Nokta etiketleme örnekleri:
▬▬▬▬▬▬

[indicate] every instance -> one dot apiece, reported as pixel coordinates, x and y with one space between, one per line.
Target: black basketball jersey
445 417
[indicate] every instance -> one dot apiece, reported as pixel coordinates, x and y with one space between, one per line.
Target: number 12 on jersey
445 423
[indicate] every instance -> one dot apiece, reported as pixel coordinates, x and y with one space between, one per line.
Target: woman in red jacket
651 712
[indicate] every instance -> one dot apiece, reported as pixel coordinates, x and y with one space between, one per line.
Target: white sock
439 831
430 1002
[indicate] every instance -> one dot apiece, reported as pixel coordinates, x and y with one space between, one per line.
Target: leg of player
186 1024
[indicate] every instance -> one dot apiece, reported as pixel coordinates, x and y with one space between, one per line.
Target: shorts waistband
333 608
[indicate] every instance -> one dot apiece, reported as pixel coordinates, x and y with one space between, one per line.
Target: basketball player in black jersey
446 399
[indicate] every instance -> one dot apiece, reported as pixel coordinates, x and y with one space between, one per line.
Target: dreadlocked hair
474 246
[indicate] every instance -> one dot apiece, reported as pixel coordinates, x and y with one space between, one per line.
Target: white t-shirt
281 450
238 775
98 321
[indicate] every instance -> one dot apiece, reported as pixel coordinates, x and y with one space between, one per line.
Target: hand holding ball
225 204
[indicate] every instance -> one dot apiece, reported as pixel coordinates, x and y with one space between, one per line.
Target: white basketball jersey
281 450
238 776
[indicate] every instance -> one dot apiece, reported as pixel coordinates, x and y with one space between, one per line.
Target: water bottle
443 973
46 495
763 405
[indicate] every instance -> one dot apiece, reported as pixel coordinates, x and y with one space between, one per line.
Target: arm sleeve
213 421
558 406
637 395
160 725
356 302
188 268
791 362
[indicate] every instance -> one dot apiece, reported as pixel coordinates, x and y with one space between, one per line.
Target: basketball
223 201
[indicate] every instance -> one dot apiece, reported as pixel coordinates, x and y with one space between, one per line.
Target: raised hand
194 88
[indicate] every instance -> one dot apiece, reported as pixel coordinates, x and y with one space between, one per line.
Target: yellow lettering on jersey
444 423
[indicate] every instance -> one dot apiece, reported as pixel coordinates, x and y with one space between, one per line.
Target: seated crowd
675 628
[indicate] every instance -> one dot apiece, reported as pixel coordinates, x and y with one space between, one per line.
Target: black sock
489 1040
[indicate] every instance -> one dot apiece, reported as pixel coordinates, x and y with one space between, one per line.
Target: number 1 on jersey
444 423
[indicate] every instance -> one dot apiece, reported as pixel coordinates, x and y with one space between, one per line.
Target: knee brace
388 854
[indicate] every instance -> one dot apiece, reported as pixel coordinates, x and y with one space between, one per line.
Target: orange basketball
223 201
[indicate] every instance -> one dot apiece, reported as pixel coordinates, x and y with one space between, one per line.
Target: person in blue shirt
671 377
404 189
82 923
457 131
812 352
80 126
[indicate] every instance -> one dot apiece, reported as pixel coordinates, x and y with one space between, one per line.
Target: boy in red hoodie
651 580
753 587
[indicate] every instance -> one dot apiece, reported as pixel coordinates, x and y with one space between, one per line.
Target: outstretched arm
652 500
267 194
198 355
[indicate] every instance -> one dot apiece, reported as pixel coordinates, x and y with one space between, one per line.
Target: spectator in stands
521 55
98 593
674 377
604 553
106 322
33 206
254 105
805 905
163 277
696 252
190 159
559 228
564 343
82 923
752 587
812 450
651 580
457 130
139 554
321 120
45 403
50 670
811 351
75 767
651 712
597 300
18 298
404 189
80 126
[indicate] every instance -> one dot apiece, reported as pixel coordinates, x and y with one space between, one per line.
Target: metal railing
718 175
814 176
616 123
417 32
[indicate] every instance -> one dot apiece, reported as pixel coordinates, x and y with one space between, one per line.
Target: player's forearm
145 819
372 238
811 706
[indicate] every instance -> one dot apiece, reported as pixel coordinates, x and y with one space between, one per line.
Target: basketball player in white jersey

▬▬▬▬▬▬

Verilen görev:
Listede "white" kelimesini içeren bütün satırları belirleyip aynen kopyalayın. Büyük ve küçük harf farkı dikkate alınır.

Alıştırma yanıtı:
Target: white sock
Target: white t-shirt
Target: white basketball jersey
Target: basketball player in white jersey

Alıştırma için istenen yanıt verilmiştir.